_Your goal_
From the records below, pull out the lines starting with the one that contains "Note: the class marks the navy" and running through the end of the records, and reproduce them word for word.

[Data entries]
****************
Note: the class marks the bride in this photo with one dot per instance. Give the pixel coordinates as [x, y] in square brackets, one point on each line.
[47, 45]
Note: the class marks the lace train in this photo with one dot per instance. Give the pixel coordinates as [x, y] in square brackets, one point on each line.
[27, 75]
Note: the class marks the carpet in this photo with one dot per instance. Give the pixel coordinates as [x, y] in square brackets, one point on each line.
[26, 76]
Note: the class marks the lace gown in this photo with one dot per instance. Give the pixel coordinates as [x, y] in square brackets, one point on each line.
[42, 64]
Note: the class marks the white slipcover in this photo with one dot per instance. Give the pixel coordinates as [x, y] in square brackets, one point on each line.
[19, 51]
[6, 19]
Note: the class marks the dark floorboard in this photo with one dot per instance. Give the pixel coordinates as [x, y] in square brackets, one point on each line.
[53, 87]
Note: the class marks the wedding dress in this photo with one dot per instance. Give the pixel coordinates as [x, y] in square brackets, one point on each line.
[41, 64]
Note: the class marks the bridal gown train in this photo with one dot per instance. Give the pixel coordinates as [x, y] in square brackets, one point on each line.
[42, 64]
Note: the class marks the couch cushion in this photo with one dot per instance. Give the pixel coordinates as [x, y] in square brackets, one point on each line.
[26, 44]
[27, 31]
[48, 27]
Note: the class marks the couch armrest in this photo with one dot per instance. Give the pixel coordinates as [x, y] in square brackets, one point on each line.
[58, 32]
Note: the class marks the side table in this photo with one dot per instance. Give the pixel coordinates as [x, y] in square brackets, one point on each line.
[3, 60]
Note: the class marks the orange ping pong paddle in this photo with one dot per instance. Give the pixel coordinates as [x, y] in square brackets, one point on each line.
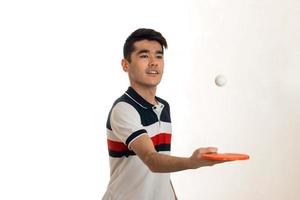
[225, 156]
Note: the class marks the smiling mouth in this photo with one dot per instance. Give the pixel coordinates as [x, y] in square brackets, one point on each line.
[152, 72]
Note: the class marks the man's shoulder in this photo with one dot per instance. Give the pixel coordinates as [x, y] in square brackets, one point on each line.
[163, 101]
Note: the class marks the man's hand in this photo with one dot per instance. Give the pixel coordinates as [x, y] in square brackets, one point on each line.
[197, 160]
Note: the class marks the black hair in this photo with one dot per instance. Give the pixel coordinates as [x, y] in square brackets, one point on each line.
[142, 34]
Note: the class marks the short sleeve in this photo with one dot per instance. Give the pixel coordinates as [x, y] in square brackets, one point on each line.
[126, 123]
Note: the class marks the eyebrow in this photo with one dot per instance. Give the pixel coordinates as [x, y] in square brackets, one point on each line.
[147, 51]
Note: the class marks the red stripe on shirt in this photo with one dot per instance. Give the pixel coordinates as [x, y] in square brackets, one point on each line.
[162, 138]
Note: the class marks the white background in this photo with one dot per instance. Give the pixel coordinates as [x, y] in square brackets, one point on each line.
[60, 73]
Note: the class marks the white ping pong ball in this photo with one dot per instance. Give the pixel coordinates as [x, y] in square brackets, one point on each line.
[220, 80]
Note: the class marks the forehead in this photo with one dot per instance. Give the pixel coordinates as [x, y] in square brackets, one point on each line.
[150, 45]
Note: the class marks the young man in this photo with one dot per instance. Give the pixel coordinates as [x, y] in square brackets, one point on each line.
[139, 128]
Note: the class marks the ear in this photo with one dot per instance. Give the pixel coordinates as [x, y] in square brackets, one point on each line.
[125, 65]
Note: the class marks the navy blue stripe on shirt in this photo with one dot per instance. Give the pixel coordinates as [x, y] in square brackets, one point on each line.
[119, 154]
[134, 135]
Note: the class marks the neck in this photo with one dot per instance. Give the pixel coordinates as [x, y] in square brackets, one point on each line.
[148, 93]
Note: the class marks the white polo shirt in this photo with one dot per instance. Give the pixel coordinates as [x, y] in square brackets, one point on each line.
[130, 179]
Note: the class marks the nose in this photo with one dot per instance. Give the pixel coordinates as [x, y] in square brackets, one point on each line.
[152, 61]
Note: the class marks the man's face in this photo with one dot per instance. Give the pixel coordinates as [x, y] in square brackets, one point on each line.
[147, 64]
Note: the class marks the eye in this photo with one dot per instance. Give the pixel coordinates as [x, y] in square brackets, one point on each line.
****************
_Right answer_
Note: the class marks the navy blue stripe on shirt in this photo with one dot per instance. Give the pixel coordinates as [x, y] in square brackets, one point on each line.
[119, 154]
[134, 135]
Note: the class marks the neck in this photo with one dot per instance. Give the pixel coordinates as [x, y] in square brackets, one point on each line.
[148, 93]
Note: the class marks the white polo shirt in this photo with one dot per instance. Give the pixel coordinates as [x, y] in square brackets, one point on each line.
[130, 179]
Note: the class marks the nose in this photo with one dot per instance. Give the pixel coordinates as [x, y] in square brackets, one point on each line.
[152, 61]
Note: the class marks the man's face in this photo with one dot per instance. Give the pixel coordinates as [x, y] in square brackets, one point on each line.
[147, 64]
Note: the class marks the eye in this photo with one dot per instance. Give the pixel coordinates as [x, y] in square brackets, one point on each line.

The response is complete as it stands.